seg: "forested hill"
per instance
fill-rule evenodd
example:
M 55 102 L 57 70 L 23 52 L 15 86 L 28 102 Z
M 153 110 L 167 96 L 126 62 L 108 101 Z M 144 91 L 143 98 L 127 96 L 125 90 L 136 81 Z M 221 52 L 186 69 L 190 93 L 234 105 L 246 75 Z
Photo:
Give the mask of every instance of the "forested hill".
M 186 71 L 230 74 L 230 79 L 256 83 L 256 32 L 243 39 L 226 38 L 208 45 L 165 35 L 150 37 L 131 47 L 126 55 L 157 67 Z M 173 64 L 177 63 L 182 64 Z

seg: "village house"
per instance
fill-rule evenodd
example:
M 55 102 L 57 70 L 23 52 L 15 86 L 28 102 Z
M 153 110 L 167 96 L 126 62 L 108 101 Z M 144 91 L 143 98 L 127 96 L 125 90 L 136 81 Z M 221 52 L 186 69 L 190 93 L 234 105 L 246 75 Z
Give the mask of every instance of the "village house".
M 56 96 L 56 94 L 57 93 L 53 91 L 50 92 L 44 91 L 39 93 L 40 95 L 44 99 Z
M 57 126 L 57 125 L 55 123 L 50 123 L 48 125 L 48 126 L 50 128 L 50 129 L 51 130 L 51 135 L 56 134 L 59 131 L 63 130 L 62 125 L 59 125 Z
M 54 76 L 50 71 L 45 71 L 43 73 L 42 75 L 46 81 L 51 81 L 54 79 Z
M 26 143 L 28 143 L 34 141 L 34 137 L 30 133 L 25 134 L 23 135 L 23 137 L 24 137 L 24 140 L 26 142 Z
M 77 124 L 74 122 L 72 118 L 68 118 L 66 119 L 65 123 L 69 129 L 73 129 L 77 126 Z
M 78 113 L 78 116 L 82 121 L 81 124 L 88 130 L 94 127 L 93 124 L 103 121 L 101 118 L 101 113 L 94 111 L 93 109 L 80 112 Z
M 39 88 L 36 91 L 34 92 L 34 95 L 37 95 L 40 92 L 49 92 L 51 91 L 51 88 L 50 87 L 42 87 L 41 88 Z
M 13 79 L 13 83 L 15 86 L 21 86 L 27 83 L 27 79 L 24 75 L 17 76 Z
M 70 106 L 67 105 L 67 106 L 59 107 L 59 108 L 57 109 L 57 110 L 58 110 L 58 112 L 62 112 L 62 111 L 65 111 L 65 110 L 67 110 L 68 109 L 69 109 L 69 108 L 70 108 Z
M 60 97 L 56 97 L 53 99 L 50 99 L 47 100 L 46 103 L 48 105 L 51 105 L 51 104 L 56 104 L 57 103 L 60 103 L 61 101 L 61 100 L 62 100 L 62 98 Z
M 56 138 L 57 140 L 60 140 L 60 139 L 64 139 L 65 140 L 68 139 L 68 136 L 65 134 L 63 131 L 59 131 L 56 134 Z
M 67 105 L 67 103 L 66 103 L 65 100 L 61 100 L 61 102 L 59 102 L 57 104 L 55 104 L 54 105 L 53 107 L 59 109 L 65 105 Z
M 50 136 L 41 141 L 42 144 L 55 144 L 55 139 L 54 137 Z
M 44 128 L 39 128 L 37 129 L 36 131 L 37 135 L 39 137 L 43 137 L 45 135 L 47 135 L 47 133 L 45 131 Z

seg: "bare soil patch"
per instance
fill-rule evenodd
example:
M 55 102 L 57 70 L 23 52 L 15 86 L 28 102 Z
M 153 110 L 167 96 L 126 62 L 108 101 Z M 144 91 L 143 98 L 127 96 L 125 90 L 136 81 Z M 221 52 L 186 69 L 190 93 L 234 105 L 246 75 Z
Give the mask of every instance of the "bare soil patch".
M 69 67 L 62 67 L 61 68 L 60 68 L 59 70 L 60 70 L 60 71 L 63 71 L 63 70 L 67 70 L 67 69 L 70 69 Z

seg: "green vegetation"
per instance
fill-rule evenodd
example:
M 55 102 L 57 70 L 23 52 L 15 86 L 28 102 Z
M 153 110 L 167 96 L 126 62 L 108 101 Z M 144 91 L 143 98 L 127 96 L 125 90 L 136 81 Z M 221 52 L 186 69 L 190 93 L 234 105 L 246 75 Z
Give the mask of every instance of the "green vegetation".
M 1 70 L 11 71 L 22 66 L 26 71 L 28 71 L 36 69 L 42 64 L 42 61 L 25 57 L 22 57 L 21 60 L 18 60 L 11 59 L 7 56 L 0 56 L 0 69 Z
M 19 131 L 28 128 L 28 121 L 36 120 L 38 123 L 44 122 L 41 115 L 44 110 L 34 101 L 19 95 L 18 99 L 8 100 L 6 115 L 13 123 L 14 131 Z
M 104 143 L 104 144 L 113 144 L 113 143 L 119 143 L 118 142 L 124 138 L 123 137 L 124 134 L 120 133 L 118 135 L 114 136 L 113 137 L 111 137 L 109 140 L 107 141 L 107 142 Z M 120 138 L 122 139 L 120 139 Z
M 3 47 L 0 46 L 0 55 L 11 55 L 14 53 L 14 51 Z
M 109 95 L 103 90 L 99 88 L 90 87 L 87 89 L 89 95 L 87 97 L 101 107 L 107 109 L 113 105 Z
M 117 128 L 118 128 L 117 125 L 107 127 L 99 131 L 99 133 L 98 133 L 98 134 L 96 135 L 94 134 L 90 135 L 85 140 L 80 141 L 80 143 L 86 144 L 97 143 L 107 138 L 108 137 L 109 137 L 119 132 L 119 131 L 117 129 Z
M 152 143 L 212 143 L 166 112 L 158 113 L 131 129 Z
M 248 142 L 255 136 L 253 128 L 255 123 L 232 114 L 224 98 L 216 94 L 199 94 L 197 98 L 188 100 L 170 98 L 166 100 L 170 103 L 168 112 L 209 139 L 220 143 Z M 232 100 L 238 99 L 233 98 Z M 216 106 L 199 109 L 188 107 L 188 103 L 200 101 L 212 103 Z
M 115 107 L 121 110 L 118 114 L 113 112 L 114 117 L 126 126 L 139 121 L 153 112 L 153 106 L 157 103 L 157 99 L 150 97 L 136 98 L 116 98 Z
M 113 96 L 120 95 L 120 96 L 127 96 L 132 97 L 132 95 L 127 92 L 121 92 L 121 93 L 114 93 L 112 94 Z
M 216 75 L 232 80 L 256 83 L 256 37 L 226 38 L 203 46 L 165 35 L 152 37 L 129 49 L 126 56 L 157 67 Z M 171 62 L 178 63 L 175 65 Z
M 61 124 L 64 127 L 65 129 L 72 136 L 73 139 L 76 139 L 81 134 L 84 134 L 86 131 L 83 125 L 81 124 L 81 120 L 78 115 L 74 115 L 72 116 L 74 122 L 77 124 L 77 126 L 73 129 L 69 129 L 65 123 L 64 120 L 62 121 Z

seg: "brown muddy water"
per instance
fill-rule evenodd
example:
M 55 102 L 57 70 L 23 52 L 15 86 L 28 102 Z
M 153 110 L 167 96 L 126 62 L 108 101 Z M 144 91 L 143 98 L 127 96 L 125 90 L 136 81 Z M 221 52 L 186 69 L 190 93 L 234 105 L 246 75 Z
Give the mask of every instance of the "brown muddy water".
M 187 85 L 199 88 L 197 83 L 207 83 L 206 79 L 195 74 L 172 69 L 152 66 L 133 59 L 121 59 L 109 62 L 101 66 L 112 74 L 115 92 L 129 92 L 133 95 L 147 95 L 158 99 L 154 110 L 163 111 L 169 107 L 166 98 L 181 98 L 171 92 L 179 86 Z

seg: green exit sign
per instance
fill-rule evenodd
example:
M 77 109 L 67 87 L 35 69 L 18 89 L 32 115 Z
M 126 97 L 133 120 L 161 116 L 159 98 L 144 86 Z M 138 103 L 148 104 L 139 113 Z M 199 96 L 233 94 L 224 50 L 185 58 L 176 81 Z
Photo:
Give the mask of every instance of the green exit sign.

--- --- ---

Repeat all the entries exactly as given.

• Solution below:
seg: "forested hill"
per instance
fill-rule evenodd
example:
M 55 102 L 57 70 L 23 52 L 15 86 L 28 102 Z
M 153 110 L 167 96 L 126 62 L 108 101 Z M 144 91 L 143 98 L 127 96 L 125 90 L 136 81 Z M 221 52 L 186 69 L 190 93 L 234 105 L 246 75 Z
Photo:
Give the mask of every instance of the "forested hill".
M 186 71 L 230 74 L 230 79 L 256 83 L 256 32 L 243 39 L 226 38 L 208 45 L 165 35 L 150 37 L 131 47 L 126 55 L 157 67 Z M 173 64 L 177 63 L 182 64 Z

seg: "village house"
per instance
fill-rule evenodd
example:
M 55 102 L 57 70 L 23 52 L 15 86 L 28 102 Z
M 153 110 L 167 96 L 126 62 L 108 101 Z M 144 91 L 143 98 L 127 96 L 125 90 L 136 81 Z M 221 52 L 186 69 L 190 93 L 234 105 L 246 75 Z
Give the mask of every instance of the "village house".
M 56 96 L 56 94 L 57 93 L 53 91 L 50 92 L 44 91 L 39 93 L 40 95 L 44 99 Z
M 57 126 L 57 125 L 55 123 L 50 123 L 48 125 L 48 126 L 50 128 L 50 129 L 51 130 L 51 135 L 56 134 L 59 131 L 63 130 L 62 125 L 59 125 Z
M 54 76 L 50 71 L 45 71 L 43 73 L 42 75 L 46 81 L 51 81 L 54 79 Z
M 26 143 L 28 143 L 34 141 L 34 137 L 30 133 L 25 134 L 23 135 L 23 137 L 24 137 L 24 140 L 26 142 Z
M 77 124 L 74 122 L 72 118 L 68 118 L 66 119 L 65 123 L 69 129 L 73 129 L 77 126 Z
M 78 113 L 78 116 L 82 121 L 81 124 L 88 130 L 94 127 L 93 124 L 103 121 L 101 118 L 101 113 L 94 111 L 93 109 L 80 112 Z
M 39 88 L 36 91 L 34 92 L 34 95 L 37 95 L 40 92 L 49 92 L 51 91 L 51 88 L 50 87 L 42 87 L 41 88 Z
M 13 79 L 13 83 L 15 86 L 21 86 L 27 83 L 27 79 L 24 75 L 17 76 Z
M 70 106 L 67 105 L 67 106 L 59 107 L 59 108 L 57 109 L 57 110 L 58 110 L 58 112 L 62 112 L 62 111 L 65 111 L 65 110 L 67 110 L 68 109 L 69 109 L 69 108 L 70 108 Z
M 60 97 L 56 97 L 53 99 L 50 99 L 47 100 L 46 103 L 48 105 L 51 105 L 51 104 L 56 104 L 57 103 L 60 103 L 61 101 L 61 100 L 62 100 L 62 98 Z
M 56 138 L 57 140 L 60 140 L 60 139 L 64 139 L 65 140 L 68 139 L 68 136 L 65 134 L 63 131 L 59 131 L 56 134 Z
M 67 105 L 67 103 L 66 103 L 65 100 L 61 100 L 61 102 L 59 102 L 57 104 L 55 104 L 54 105 L 53 107 L 59 109 L 65 105 Z
M 50 136 L 41 141 L 42 144 L 55 144 L 55 139 L 54 137 Z
M 44 128 L 39 128 L 37 129 L 36 131 L 37 135 L 39 137 L 43 137 L 45 135 L 47 135 L 47 133 L 45 131 Z

seg: "bare soil patch"
per instance
fill-rule evenodd
example:
M 55 102 L 57 70 L 23 52 L 15 86 L 28 102 Z
M 153 110 L 167 96 L 126 62 L 108 101 Z M 144 91 L 143 98 L 127 96 L 125 90 L 136 81 Z M 221 52 L 186 69 L 190 93 L 234 105 L 246 75 Z
Give the mask of every instance of the "bare soil patch".
M 69 67 L 62 67 L 61 68 L 60 68 L 59 70 L 60 70 L 60 71 L 63 71 L 63 70 L 67 70 L 67 69 L 70 69 Z

seg: "green vegetation"
per instance
fill-rule evenodd
example:
M 55 102 L 57 70 L 23 52 L 15 86 L 28 102 Z
M 153 110 L 167 96 L 126 62 L 108 101 Z M 144 91 L 143 98 L 127 96 L 125 90 L 136 81 Z M 221 52 L 186 69 L 190 93 L 234 105 L 246 75 Z
Give the mask of every instance of the "green vegetation".
M 1 70 L 11 71 L 22 66 L 26 71 L 28 71 L 36 69 L 42 64 L 42 61 L 25 57 L 22 57 L 21 60 L 18 60 L 11 59 L 7 56 L 0 56 L 0 69 Z
M 19 131 L 28 128 L 28 121 L 36 120 L 38 123 L 44 122 L 41 115 L 44 110 L 34 101 L 19 95 L 18 99 L 8 100 L 6 115 L 13 123 L 14 131 Z
M 104 143 L 104 144 L 113 144 L 113 143 L 119 143 L 118 142 L 124 138 L 123 137 L 124 134 L 120 133 L 118 135 L 114 136 L 113 137 L 111 137 L 109 140 L 107 141 L 107 142 Z M 120 138 L 122 139 L 120 139 Z
M 3 47 L 0 46 L 0 55 L 11 55 L 14 53 L 14 51 Z
M 109 95 L 103 90 L 99 88 L 90 87 L 87 89 L 89 95 L 87 97 L 101 107 L 107 109 L 113 105 Z
M 117 128 L 118 128 L 117 125 L 107 127 L 99 131 L 99 133 L 98 133 L 98 134 L 96 135 L 94 134 L 90 135 L 85 140 L 80 141 L 80 143 L 86 144 L 97 143 L 107 138 L 108 137 L 109 137 L 119 132 L 119 131 L 117 129 Z
M 152 143 L 212 143 L 166 112 L 158 113 L 131 129 Z
M 248 142 L 255 136 L 253 128 L 255 123 L 232 114 L 224 98 L 216 94 L 199 94 L 197 98 L 188 100 L 170 98 L 166 100 L 170 103 L 168 112 L 209 139 L 220 143 Z M 232 100 L 238 99 L 233 98 Z M 216 106 L 199 109 L 188 107 L 188 103 L 200 101 L 212 103 Z
M 115 107 L 121 110 L 118 114 L 113 112 L 114 117 L 126 126 L 139 121 L 153 112 L 153 106 L 157 103 L 157 99 L 150 97 L 136 98 L 116 98 Z
M 113 96 L 120 95 L 120 96 L 127 96 L 132 97 L 132 95 L 127 92 L 121 92 L 121 93 L 114 93 L 112 94 Z
M 216 75 L 232 80 L 256 83 L 256 37 L 226 38 L 203 46 L 165 35 L 152 37 L 129 49 L 126 56 L 157 67 Z M 171 62 L 178 63 L 175 65 Z
M 61 124 L 64 127 L 65 129 L 72 136 L 73 139 L 76 139 L 81 134 L 84 134 L 86 131 L 83 125 L 81 124 L 81 120 L 78 115 L 74 115 L 72 116 L 74 122 L 77 124 L 77 126 L 73 129 L 69 129 L 65 123 L 64 120 L 62 121 Z

seg: "brown muddy water"
per instance
fill-rule evenodd
example:
M 55 102 L 57 70 L 23 52 L 15 86 L 28 102 Z
M 153 110 L 167 96 L 126 62 L 108 101 Z M 144 91 L 143 98 L 127 96 L 125 90 L 136 81 Z M 221 52 L 186 69 L 190 93 L 234 105 L 246 75 Z
Give the mask of every instance of the "brown muddy water".
M 187 85 L 199 88 L 197 83 L 207 83 L 206 79 L 195 74 L 172 69 L 152 66 L 133 59 L 121 59 L 109 62 L 101 66 L 112 74 L 115 92 L 129 92 L 133 95 L 147 95 L 158 99 L 154 110 L 163 111 L 169 107 L 166 98 L 181 98 L 171 92 L 179 86 Z

seg: green exit sign
per instance
fill-rule evenodd
example:
M 77 109 L 67 87 L 35 69 L 18 89 L 32 115 Z
M 126 97 L 133 120 L 161 116 L 159 98 L 144 86 Z M 138 103 L 148 104 L 139 113 Z M 199 96 L 233 94 L 224 50 L 185 58 L 176 81 Z
Photo:
Give the mask of every instance of the green exit sign.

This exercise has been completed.